Co zrobić
Przepisz bez żadnych zmian tę część rozmowy z forum, która zaczyna się od słów „Beniamin - Wto 12 Maj, 2009 19:09”, a kończy na słowach „że mnie to ominęło ...”.

Wybrany fragment

--

Po co szczoteczke mam brać ??
Jagna - Wto 12 Maj, 2009 18:07
Morfologia...może tak ogólnie, poziom cukru, stan zapalny, anemia. Jak już kłują to niech robią jak najwięcej badań, warto znać
Trzymaj się Czarna, cieszę się...poszłaś jak burza, to się nazywa wiedzieć, czego się chce
Beniamin - Wto 12 Maj, 2009 18:08
Czarna85 napisał/a: | Po co szczoteczke mam brać ?? |
na terpii poznają Ciebie z 14 tradycją, i tpo włanie z jej powodu koniecznym jest posiadanie szcoteczki do zębów
z miękkim włosiem
taki ósmy - Wto 12 Maj, 2009 18:12
Czarna85 napisał/a: | Właśnie nie wiem po co im morflogia |
Przy okazji wyjdą ewentualne prochy Masz cos za uszami ?
Jagna - Wto 12 Maj, 2009 18:15
Beniamin napisał/a: | z jej powodu koniecznym jest posiadanie szcoteczki do zębów
z miękkim włosiem |
Beniamin - Wto 12 Maj, 2009 18:20
Tak Jaguś, wielu znas alkoholików przechodziło ten przezabawny chrzes terapeutyczny
Jagna - Wto 12 Maj, 2009 18:27
Opowiedz, nie znam tego...w wojsku czy szkole to słyszalam, ale tam..Hmm
Wiedźma - Wto 12 Maj, 2009 18:45
Ja też tego nie przechodziłam
rufio - Wto 12 Maj, 2009 19:07
I pamiętaj o wygoleniu nóg - to jest wazna !!!!
Beniamin - Wto 12 Maj, 2009 19:09
No widzicie Rufio również zna tę tradycję
rufio - Wto 12 Maj, 2009 19:10
A n o
Anonymous - Wto 12 Maj, 2009 19:10
dobrze że mnie to ominęło ...
Beniamin - Wto 12 Maj, 2009 19:11
cierpliwości Utopio, cierpliwości
rufio - Wto 12 Maj, 2009 19:16
utopia napisał/a: | mnie to ominęło ... |
Jeszcze zdążysz - spoko
Czarna85 - Wto 12 Maj, 2009 19:31
Ej...... bo ja się bać zaczynam ............

--

Przekazany materiał
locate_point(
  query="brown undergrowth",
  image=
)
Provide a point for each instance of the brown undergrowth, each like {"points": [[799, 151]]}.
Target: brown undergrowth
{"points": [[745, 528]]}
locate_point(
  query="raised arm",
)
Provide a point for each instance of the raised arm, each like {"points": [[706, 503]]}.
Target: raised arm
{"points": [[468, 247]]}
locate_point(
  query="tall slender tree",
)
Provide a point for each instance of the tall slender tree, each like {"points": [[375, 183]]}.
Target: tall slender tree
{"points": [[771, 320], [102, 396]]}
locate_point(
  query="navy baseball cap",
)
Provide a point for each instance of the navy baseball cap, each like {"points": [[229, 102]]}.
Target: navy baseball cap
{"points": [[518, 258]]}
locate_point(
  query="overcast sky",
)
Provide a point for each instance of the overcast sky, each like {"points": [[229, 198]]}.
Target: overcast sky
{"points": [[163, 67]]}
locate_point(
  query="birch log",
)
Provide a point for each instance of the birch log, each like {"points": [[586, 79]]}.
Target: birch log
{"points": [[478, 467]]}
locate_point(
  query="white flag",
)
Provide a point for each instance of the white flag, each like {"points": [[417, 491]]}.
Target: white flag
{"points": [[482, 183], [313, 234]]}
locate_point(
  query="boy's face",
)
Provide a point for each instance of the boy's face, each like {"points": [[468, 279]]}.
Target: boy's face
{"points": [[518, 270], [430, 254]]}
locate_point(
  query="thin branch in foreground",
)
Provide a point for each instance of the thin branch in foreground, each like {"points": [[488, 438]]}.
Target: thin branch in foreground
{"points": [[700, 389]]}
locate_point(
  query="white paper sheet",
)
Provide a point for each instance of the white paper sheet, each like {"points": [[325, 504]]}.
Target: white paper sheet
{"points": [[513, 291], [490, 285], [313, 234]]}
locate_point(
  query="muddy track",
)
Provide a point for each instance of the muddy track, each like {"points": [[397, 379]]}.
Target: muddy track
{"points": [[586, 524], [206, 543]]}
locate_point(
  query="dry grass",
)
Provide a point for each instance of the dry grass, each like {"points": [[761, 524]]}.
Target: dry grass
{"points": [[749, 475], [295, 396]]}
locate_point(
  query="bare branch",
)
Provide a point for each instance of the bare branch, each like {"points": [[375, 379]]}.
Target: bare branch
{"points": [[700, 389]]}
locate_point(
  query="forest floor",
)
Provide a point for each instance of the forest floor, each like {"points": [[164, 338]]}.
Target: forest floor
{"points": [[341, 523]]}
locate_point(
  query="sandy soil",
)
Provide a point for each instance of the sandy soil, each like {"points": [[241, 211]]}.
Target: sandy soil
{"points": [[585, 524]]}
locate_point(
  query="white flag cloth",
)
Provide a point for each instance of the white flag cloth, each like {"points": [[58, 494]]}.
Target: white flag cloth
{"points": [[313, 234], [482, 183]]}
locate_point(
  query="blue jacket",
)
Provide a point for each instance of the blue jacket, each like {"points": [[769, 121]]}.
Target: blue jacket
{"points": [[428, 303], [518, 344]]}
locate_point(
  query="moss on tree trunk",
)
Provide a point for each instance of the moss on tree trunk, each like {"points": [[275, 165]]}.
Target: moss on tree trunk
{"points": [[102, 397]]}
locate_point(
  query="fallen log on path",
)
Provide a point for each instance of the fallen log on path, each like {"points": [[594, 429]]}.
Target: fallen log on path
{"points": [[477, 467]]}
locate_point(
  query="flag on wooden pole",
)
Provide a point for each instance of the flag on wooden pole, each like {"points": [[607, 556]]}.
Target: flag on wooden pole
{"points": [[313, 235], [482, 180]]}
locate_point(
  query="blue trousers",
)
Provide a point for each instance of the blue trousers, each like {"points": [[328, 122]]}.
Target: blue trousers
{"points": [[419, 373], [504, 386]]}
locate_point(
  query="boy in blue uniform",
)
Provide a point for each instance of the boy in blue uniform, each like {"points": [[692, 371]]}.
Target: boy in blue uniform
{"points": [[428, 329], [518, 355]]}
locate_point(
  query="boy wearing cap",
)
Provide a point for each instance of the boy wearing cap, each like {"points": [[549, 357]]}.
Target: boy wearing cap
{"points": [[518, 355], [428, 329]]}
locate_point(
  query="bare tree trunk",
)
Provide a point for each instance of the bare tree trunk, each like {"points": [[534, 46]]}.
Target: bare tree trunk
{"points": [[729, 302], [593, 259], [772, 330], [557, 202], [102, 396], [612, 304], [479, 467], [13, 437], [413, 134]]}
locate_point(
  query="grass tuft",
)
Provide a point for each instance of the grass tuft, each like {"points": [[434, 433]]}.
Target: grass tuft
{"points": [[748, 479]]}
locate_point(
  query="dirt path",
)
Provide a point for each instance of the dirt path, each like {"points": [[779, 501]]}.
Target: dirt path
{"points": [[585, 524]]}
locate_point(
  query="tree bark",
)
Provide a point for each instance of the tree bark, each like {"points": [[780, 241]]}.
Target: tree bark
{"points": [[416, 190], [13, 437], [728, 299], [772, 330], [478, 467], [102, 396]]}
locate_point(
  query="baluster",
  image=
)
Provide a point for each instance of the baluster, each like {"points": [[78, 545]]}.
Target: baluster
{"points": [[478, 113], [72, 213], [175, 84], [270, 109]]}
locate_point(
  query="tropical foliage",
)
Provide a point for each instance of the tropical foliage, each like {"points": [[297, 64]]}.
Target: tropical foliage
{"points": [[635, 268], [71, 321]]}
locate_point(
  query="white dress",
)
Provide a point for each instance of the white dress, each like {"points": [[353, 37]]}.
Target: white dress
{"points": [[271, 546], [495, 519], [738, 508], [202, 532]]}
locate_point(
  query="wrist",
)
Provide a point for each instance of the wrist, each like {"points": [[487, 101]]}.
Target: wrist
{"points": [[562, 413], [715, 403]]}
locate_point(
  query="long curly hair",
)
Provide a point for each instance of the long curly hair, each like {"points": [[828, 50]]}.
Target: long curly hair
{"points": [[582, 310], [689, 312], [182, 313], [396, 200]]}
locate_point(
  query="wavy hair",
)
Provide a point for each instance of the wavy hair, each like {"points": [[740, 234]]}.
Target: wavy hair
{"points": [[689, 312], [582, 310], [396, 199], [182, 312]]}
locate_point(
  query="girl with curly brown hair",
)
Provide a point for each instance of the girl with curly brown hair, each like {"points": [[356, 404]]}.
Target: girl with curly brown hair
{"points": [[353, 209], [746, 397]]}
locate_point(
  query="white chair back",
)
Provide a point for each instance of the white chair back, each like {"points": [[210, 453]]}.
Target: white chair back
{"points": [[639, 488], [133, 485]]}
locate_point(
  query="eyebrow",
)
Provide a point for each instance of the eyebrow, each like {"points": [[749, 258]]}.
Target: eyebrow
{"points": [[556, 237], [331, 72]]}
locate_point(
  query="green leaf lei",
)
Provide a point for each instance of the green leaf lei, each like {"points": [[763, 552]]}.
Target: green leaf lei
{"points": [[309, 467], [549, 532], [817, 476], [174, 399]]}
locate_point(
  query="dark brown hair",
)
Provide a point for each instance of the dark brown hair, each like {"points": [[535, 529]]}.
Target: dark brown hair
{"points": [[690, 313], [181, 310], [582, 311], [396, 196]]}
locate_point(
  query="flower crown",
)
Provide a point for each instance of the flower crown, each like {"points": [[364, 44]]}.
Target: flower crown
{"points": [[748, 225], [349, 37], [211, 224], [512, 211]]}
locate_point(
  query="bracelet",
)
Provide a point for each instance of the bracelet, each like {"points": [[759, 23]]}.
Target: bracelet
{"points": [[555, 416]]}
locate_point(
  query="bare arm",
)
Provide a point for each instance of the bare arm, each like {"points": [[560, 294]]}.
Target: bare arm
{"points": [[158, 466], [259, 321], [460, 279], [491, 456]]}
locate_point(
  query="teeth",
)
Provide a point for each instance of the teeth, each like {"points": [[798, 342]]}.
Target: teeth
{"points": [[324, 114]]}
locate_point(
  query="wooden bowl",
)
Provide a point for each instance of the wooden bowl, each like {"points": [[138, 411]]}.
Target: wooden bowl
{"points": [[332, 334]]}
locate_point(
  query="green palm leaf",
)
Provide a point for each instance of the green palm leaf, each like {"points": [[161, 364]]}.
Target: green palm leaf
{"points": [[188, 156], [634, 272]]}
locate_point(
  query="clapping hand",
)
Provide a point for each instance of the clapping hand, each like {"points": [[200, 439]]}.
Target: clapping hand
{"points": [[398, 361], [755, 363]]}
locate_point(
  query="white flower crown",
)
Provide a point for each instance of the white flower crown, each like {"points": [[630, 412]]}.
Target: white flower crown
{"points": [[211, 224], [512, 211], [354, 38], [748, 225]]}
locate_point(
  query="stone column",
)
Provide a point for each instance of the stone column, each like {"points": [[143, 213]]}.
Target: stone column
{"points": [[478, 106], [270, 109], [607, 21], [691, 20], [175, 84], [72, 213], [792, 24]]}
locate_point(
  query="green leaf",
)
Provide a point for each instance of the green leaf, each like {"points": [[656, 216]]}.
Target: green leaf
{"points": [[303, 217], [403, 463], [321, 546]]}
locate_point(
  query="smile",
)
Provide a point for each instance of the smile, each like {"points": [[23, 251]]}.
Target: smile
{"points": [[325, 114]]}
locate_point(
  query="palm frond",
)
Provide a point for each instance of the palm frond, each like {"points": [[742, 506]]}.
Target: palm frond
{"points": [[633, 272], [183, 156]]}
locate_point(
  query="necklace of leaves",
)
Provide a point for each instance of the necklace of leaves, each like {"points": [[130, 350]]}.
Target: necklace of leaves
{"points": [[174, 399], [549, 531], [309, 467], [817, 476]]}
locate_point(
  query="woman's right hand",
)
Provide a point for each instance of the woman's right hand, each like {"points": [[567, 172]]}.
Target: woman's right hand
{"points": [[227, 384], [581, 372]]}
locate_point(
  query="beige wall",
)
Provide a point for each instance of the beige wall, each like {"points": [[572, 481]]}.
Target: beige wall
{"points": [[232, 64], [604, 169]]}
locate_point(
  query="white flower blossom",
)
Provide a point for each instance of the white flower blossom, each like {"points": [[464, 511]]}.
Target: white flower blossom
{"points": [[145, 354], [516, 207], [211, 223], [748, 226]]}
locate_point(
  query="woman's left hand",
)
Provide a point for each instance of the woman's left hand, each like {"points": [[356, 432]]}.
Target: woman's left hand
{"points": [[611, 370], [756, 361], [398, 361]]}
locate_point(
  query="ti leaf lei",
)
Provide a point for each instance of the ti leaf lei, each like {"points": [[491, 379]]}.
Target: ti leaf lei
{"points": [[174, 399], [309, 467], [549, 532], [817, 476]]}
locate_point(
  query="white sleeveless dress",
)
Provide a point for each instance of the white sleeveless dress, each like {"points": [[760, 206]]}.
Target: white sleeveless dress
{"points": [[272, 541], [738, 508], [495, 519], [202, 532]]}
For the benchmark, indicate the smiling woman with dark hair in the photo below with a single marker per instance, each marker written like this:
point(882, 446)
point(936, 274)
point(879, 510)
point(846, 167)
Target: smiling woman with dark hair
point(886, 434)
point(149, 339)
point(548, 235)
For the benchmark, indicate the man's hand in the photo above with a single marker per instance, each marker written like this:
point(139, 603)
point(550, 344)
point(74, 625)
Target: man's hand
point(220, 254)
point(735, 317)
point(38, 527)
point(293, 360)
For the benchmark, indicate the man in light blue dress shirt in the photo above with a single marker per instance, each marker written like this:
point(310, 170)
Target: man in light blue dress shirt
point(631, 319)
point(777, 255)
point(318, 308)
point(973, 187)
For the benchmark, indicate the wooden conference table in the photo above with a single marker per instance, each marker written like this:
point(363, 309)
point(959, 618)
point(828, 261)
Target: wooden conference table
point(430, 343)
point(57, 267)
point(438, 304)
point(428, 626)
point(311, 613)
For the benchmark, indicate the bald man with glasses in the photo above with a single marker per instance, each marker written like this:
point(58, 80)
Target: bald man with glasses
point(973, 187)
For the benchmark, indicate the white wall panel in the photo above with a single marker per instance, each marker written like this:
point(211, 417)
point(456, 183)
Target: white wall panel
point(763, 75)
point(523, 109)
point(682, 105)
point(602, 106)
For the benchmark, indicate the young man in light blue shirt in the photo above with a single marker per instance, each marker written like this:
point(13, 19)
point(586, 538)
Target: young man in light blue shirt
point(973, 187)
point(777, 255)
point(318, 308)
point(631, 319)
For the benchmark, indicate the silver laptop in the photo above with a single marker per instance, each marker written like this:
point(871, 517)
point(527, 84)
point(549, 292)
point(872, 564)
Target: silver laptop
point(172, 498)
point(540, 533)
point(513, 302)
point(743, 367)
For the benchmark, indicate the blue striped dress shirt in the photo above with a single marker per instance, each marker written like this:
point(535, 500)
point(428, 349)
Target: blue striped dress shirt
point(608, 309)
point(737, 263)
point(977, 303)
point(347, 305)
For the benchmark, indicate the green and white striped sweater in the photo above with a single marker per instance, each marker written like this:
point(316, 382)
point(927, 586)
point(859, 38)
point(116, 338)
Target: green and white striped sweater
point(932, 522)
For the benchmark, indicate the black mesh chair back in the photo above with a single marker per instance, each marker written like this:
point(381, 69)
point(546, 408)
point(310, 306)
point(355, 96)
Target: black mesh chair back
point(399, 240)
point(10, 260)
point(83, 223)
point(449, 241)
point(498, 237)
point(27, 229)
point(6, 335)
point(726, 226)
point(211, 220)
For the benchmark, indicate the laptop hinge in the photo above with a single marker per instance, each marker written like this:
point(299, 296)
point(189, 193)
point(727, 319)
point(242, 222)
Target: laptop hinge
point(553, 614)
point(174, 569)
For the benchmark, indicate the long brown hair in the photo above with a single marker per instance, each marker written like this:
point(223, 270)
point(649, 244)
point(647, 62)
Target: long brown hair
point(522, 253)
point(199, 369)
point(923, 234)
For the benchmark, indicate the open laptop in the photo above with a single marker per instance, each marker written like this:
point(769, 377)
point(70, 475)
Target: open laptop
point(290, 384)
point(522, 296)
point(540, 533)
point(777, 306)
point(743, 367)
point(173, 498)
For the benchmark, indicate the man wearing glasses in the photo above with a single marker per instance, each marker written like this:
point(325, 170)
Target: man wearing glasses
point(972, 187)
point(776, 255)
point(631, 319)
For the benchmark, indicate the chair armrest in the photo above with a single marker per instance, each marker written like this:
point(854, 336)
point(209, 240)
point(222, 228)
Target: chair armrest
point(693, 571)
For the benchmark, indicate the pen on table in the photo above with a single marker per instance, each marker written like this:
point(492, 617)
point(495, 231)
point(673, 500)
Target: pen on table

--

Oczekiwana odpowiedź
Beniamin - Wto 12 Maj, 2009 19:09
No widzicie Rufio również zna tę tradycję
rufio - Wto 12 Maj, 2009 19:10
A n o
Anonymous - Wto 12 Maj, 2009 19:10
dobrze że mnie to ominęło ...